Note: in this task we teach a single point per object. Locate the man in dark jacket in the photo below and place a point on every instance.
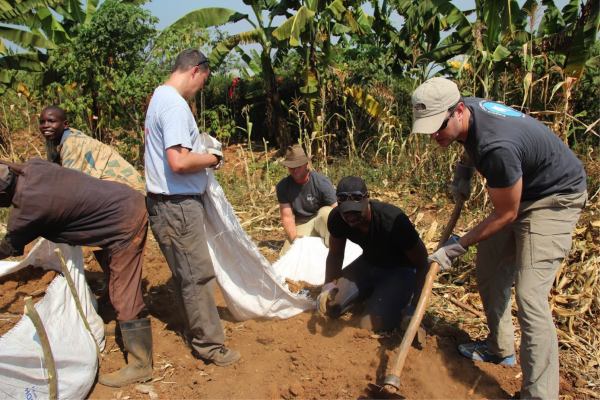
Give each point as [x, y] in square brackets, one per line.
[68, 206]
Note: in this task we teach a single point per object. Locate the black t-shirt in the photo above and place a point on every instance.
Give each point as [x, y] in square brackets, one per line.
[389, 236]
[67, 206]
[505, 145]
[307, 199]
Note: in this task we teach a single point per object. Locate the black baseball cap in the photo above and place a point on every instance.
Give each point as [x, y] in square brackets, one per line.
[351, 184]
[5, 177]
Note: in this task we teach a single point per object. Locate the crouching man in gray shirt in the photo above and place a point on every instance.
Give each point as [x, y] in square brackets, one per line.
[305, 199]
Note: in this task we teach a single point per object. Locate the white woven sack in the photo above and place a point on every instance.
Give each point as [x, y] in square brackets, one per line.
[251, 287]
[23, 373]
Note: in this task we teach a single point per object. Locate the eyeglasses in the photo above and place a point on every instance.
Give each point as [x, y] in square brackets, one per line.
[205, 61]
[445, 122]
[354, 196]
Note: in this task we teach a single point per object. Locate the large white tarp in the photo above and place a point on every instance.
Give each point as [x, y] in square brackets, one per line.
[251, 286]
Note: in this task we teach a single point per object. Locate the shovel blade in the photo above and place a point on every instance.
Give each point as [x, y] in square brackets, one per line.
[383, 394]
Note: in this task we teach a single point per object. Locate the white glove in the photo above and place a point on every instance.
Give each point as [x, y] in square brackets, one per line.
[219, 155]
[444, 255]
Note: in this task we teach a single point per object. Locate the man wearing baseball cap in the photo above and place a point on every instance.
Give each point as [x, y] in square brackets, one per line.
[392, 267]
[538, 189]
[305, 199]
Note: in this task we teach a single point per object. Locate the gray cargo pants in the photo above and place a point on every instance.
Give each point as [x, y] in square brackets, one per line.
[528, 253]
[178, 226]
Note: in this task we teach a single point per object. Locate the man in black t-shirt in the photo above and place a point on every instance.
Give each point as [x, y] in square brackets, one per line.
[385, 271]
[538, 189]
[305, 199]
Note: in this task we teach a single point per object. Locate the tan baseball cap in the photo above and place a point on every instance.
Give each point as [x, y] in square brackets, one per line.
[295, 157]
[430, 101]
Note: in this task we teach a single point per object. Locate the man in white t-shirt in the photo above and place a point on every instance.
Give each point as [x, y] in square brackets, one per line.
[176, 177]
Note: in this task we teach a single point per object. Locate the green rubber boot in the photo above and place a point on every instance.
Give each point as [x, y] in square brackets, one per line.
[137, 340]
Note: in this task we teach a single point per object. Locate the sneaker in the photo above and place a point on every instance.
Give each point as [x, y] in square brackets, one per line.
[225, 357]
[478, 351]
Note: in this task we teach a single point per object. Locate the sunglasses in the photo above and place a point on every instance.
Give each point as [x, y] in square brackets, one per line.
[445, 122]
[354, 196]
[205, 61]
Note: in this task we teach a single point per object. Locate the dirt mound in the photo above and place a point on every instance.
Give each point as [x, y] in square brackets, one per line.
[304, 357]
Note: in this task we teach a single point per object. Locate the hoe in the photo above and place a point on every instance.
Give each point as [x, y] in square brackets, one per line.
[391, 385]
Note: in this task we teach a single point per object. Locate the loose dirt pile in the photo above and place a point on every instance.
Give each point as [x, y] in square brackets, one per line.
[305, 357]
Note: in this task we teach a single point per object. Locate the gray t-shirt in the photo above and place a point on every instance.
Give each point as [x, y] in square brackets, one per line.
[169, 122]
[308, 198]
[505, 145]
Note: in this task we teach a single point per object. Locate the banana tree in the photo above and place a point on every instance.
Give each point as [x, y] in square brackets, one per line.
[33, 26]
[310, 30]
[261, 34]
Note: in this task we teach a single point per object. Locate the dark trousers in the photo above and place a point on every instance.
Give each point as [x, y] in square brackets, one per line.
[122, 264]
[178, 226]
[389, 290]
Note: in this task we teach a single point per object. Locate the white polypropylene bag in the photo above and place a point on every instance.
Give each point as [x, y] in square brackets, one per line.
[23, 373]
[251, 287]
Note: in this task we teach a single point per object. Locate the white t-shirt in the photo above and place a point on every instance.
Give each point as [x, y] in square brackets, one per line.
[169, 122]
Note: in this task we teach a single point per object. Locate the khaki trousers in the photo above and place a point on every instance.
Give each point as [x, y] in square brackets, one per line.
[178, 226]
[316, 227]
[528, 253]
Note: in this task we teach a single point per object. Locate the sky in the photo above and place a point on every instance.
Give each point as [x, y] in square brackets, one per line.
[169, 11]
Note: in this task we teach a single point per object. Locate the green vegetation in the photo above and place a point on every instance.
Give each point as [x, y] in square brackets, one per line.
[330, 76]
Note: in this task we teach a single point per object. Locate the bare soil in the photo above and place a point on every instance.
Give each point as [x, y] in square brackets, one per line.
[305, 357]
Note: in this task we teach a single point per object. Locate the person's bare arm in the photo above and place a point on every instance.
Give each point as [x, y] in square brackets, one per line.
[335, 259]
[182, 160]
[287, 219]
[418, 257]
[506, 203]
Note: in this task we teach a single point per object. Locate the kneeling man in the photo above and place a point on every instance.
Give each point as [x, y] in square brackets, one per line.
[305, 199]
[390, 272]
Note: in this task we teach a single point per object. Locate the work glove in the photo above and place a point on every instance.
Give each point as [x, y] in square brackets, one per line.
[462, 181]
[328, 293]
[407, 313]
[219, 155]
[444, 255]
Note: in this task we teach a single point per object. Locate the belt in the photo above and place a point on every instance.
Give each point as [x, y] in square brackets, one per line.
[167, 197]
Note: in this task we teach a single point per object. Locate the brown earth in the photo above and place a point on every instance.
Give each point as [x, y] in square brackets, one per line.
[304, 357]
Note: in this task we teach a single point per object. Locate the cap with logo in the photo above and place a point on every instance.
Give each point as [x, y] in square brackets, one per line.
[431, 101]
[351, 184]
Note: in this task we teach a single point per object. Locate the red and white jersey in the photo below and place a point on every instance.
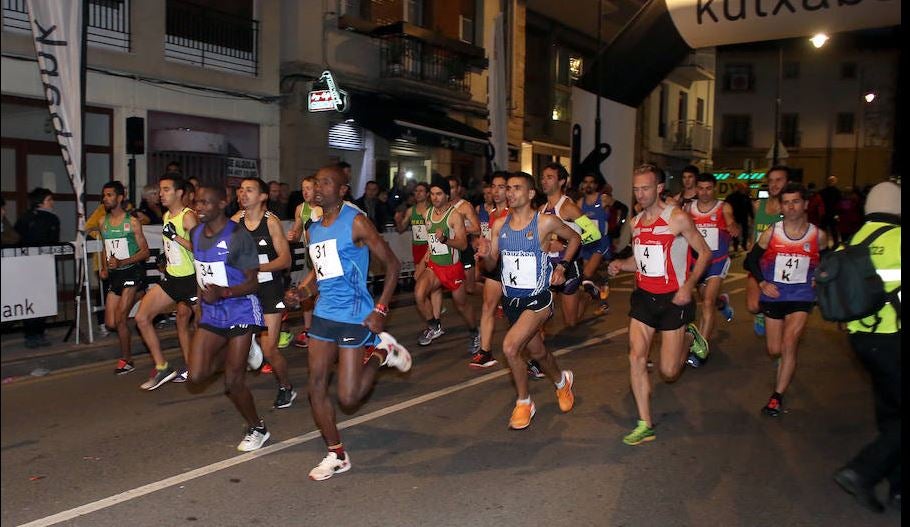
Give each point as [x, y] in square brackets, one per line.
[660, 255]
[713, 226]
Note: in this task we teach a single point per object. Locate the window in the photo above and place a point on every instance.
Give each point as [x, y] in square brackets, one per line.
[737, 131]
[791, 69]
[739, 78]
[789, 129]
[848, 70]
[845, 123]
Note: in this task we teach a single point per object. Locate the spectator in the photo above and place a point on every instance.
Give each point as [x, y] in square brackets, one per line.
[149, 211]
[38, 226]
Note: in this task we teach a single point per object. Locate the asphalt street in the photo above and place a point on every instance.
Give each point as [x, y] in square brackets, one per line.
[431, 447]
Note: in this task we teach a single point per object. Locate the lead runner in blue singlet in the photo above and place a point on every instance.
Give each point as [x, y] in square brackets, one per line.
[226, 267]
[346, 320]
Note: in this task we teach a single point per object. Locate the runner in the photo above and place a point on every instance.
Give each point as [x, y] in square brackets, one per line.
[521, 240]
[226, 267]
[767, 212]
[345, 319]
[306, 213]
[126, 250]
[662, 235]
[447, 237]
[714, 221]
[274, 259]
[783, 261]
[178, 283]
[492, 288]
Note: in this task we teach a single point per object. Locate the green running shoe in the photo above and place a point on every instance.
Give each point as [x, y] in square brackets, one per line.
[699, 344]
[641, 434]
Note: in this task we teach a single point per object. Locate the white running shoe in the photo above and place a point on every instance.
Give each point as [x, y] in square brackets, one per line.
[254, 438]
[330, 466]
[254, 360]
[398, 356]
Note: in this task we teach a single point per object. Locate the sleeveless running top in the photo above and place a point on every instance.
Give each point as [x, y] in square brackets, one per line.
[119, 241]
[525, 267]
[660, 255]
[790, 264]
[341, 269]
[179, 258]
[418, 227]
[212, 268]
[713, 226]
[763, 219]
[264, 246]
[440, 253]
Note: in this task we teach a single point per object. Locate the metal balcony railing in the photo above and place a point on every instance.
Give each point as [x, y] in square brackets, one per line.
[689, 136]
[207, 38]
[108, 21]
[410, 58]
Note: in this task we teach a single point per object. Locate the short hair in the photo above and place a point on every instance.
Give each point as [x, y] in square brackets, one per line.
[37, 196]
[795, 188]
[442, 184]
[692, 169]
[658, 172]
[706, 177]
[561, 173]
[116, 185]
[783, 168]
[263, 187]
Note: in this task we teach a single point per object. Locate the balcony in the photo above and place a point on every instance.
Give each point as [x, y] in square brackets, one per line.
[202, 37]
[108, 22]
[689, 139]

********

● Written task: Write out exactly the lines of the entries above that run from the line containing "Locate the lead" through the last line, including both.

● Full response:
Note: in this task we teach a single point per object. Locate the lead runner in blue singlet in the photo above and place a point on every instance.
Give each point as [x, y] in square brackets, one per line.
[226, 267]
[346, 320]
Note: in this task we teach a single point per object. Locate the runner in the photo above and place a point on every instance.
Give each point as [x, y] in square brackets, one per line.
[521, 240]
[226, 267]
[767, 212]
[345, 319]
[306, 213]
[126, 250]
[662, 235]
[447, 237]
[714, 221]
[274, 259]
[783, 261]
[178, 283]
[492, 288]
Note: in this task we teach a single point per object. Locate the green running shoe in the photo above and place a point on every instance.
Give each point as [x, y] in square brackets, one per line.
[699, 344]
[641, 434]
Note: in this task we teach a single point per object. Locate the white running shoe in the photo above and place a point on every instance.
Give each point as [x, y] in square brackets, one per line.
[254, 438]
[330, 466]
[254, 360]
[398, 356]
Note: in this task we teach a single point per object. Locate the sleeveless running top in the photo above and place a point on every instance.
Give each point as [x, y] in square brackets, one per line.
[119, 241]
[525, 267]
[660, 255]
[790, 264]
[341, 269]
[179, 258]
[418, 227]
[212, 268]
[713, 226]
[763, 219]
[264, 246]
[440, 253]
Note: in this task we teach a single point per object. Locate the metal balcony railing in the photo above and place a point on every instance.
Give each point as [x, y] in square brackets, one per line.
[689, 136]
[207, 38]
[108, 21]
[410, 58]
Note: in this task we teach a single point per object. Locate the short hair in the photo above and place a point on every instance.
Give each point as [x, y] in square brackets, one per line.
[37, 196]
[795, 188]
[442, 184]
[692, 169]
[658, 172]
[706, 177]
[561, 173]
[116, 185]
[783, 168]
[263, 187]
Note: in this task we teach a single point per object. Locate the balcony in the photo above and place a point on every instance.
Give each point as [x, y] in square brackets, one per line.
[202, 37]
[108, 22]
[689, 139]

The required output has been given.